BEGIN Record set

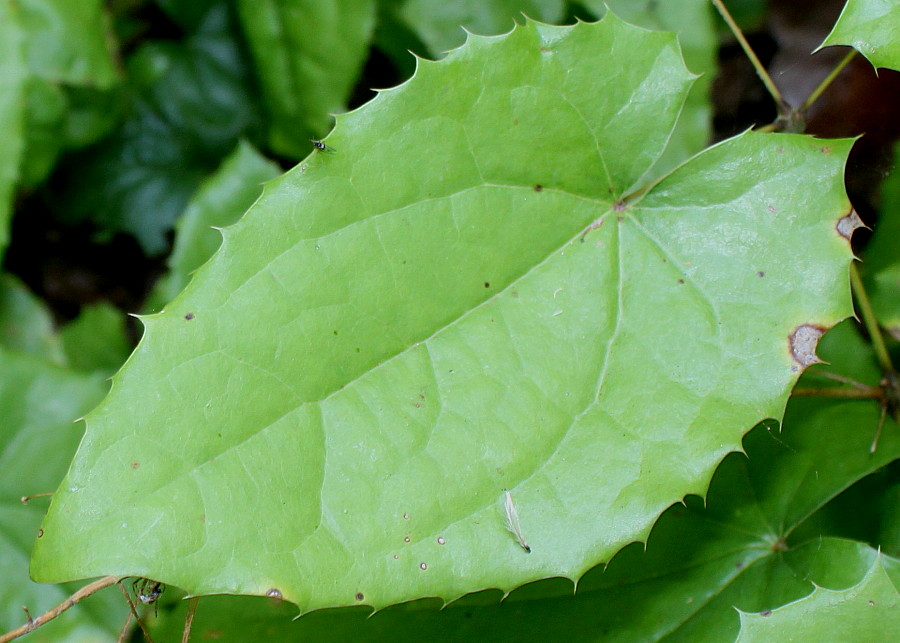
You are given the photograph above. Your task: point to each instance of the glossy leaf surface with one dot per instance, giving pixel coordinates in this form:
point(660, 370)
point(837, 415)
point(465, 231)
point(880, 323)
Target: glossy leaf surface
point(869, 611)
point(757, 544)
point(219, 202)
point(870, 27)
point(460, 298)
point(308, 56)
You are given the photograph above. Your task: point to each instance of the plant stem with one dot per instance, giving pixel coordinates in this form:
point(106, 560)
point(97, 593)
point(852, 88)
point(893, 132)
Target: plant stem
point(868, 393)
point(760, 70)
point(868, 315)
point(49, 615)
point(825, 83)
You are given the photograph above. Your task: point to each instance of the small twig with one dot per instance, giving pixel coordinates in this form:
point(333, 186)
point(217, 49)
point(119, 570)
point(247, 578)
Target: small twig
point(25, 499)
point(868, 393)
point(49, 615)
point(838, 378)
point(812, 98)
point(877, 437)
point(757, 65)
point(125, 629)
point(868, 315)
point(189, 619)
point(137, 616)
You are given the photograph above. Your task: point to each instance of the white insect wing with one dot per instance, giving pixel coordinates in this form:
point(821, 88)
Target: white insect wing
point(512, 521)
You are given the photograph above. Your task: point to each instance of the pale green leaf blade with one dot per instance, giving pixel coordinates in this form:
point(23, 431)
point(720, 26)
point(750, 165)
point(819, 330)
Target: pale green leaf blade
point(308, 56)
point(13, 74)
point(69, 42)
point(40, 403)
point(374, 355)
point(693, 21)
point(699, 564)
point(440, 25)
point(869, 611)
point(872, 27)
point(219, 202)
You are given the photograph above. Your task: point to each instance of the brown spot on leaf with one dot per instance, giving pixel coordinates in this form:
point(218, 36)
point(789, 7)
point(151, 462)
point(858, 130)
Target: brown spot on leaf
point(848, 224)
point(803, 343)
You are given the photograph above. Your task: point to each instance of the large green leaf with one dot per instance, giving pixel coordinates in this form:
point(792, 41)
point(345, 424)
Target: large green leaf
point(39, 403)
point(870, 27)
point(308, 56)
point(67, 46)
point(869, 611)
point(221, 201)
point(13, 74)
point(748, 546)
point(692, 20)
point(440, 25)
point(461, 298)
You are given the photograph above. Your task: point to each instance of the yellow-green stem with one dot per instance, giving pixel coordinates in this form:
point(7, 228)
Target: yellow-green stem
point(812, 98)
point(760, 70)
point(868, 315)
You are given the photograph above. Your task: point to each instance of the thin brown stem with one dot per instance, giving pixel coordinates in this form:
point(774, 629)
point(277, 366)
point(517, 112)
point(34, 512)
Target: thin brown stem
point(84, 592)
point(837, 378)
point(869, 319)
point(757, 65)
point(877, 437)
point(189, 619)
point(868, 393)
point(812, 98)
point(137, 616)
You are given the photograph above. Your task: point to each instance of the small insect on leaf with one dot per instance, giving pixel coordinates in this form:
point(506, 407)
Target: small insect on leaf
point(319, 145)
point(512, 521)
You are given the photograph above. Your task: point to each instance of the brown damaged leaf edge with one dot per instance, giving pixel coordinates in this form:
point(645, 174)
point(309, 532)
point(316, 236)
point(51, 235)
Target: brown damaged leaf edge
point(803, 343)
point(847, 224)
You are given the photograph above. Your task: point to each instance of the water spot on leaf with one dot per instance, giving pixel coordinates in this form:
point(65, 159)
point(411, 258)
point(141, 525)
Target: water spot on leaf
point(803, 343)
point(848, 224)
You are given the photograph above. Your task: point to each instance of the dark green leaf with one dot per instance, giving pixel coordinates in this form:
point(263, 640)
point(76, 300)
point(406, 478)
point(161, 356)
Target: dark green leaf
point(308, 55)
point(221, 201)
point(463, 298)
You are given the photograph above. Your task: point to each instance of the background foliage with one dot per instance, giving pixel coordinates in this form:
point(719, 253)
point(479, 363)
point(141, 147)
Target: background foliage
point(129, 128)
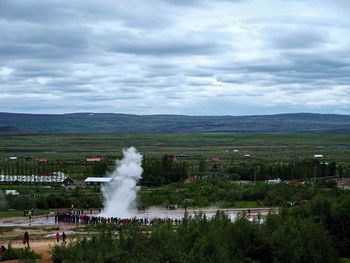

END Record set

→ Task objective:
Copy the lines from the line containing "of the plant" up to and including the line containing "point(825, 83)", with the requests left unchanged, and multiply each coordinate in the answer points by 1.95, rounding to whole numbers with halves rounded up. Leave the sample points in the request as they are.

→ Exercise response:
You are given the photograph above. Your task: point to each instance of the plant stem with one dot per instance, giving pixel coordinates in this form:
point(106, 560)
point(97, 593)
point(852, 88)
point(893, 132)
Target: plant stem
point(1693, 766)
point(1482, 137)
point(1693, 614)
point(96, 1199)
point(1609, 162)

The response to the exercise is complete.